It could take weeks, at least, to replace the damaged and destroyed section.
Pennsylvania’s transportation secretary, Michael Carroll, said demolition work is continuing around the clock and that his agency will release a replacement plan Wednesday for the roughly 100-foot (30 meter) section of I-95.
Buttigieg said he had not seen any sort of estimate for what sort of cost increases consumers might be facing, but said the trucking industry is working to make the most of alternative routes. He also suggested that the U.S. Department of Transportation is working with route-selecting software firms such as Google and Waze to optimize their products.
“At the end of the day, there’s no substitute for I-95 being up and running in full working condition,” Buttigieg said.
Of the 160,000 vehicles a day that travel that section, 8% are trucks and “obviously that is a lot of America’s GDP moving along that road every single day,” Buttigieg said.
Subodha Kumar, a professor of statistics, operations and data science at Temple University’s Fox School of Business, said it is impossible to calculate the scale of shipping delays and higher costs caused by detours without analyzing all the alternative trucking routes.
But, Kumar said, the added cost will not be small, and the impact will last for weeks or longer. It will affect commerce to Canada, and create cascading effects throughout the supply chain, he said.
“Any small disruption can multiply exponentially and can make the changes much bigger,” he said.
The effect will be immediate on perishable foods, he said.
For now, I-95 will be closed in both directions.

**SUPPLIED ENTRIES:**
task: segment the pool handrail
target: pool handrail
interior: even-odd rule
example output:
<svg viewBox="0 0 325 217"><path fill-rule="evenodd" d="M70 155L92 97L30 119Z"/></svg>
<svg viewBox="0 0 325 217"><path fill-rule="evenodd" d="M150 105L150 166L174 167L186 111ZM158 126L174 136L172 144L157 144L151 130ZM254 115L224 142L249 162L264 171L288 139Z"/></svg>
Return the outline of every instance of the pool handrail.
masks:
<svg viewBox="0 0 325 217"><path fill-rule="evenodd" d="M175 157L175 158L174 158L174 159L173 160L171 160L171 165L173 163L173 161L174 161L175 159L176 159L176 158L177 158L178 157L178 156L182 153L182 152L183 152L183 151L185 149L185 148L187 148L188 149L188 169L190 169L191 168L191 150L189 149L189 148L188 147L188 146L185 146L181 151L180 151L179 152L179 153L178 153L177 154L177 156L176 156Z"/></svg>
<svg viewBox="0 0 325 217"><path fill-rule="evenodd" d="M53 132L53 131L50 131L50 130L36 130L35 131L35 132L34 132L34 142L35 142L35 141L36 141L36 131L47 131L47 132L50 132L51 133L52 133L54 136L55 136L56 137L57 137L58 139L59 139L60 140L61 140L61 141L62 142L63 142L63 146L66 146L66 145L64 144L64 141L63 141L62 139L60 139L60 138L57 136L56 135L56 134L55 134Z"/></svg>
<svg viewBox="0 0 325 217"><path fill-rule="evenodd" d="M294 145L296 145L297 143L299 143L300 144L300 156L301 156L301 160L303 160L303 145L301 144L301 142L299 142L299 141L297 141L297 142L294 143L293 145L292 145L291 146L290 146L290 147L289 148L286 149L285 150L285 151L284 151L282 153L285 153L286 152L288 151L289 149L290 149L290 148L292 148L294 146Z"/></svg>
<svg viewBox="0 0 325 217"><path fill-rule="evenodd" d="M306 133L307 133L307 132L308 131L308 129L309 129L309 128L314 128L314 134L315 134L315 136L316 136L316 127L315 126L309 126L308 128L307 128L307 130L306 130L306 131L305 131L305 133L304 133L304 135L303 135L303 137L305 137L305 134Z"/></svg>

**TASKS FOR THIS EXERCISE:**
**1.** Write out the passage on the I-95 closure word for word, starting with "Subodha Kumar, a" and going on through "foods, he said.".
**2.** Extend the passage on the I-95 closure, picking up after its final sentence.

**OUTPUTS FOR THE TASKS:**
**1.**
Subodha Kumar, a professor of statistics, operations and data science at Temple University’s Fox School of Business, said it is impossible to calculate the scale of shipping delays and higher costs caused by detours without analyzing all the alternative trucking routes.
But, Kumar said, the added cost will not be small, and the impact will last for weeks or longer. It will affect commerce to Canada, and create cascading effects throughout the supply chain, he said.
“Any small disruption can multiply exponentially and can make the changes much bigger,” he said.
The effect will be immediate on perishable foods, he said.

**2.**
The elevated southbound portion of I-95 will have to be demolished, as well as the northbound side, officials say.
State police officials said the trucking company had contacted them about the accident and was cooperating, although they have declined to identify the company or say whether it was properly licensed for hauling gasoline.
Authorities say the driver was headed northbound on his way to deliver fuel to a convenience store a few miles away when the truck went down a curving off-ramp and out of control, landing on its side and rupturing the tank.
Rebuilding the stretch is likely to drag into July or August.
In California, a similar situation happened with a highway ramp in Oakland. It was replaced in 26 days, Joseph L. Schofer, a retired professor of civil and environmental engineering from Northwestern University, said.
In Atlanta, an elevated portion of Interstate 85 collapsed in a fire, shutting down the heavily traveled route through the heart of the city in March 2017. It took authorities there 43 days to replace the span, Schofer said.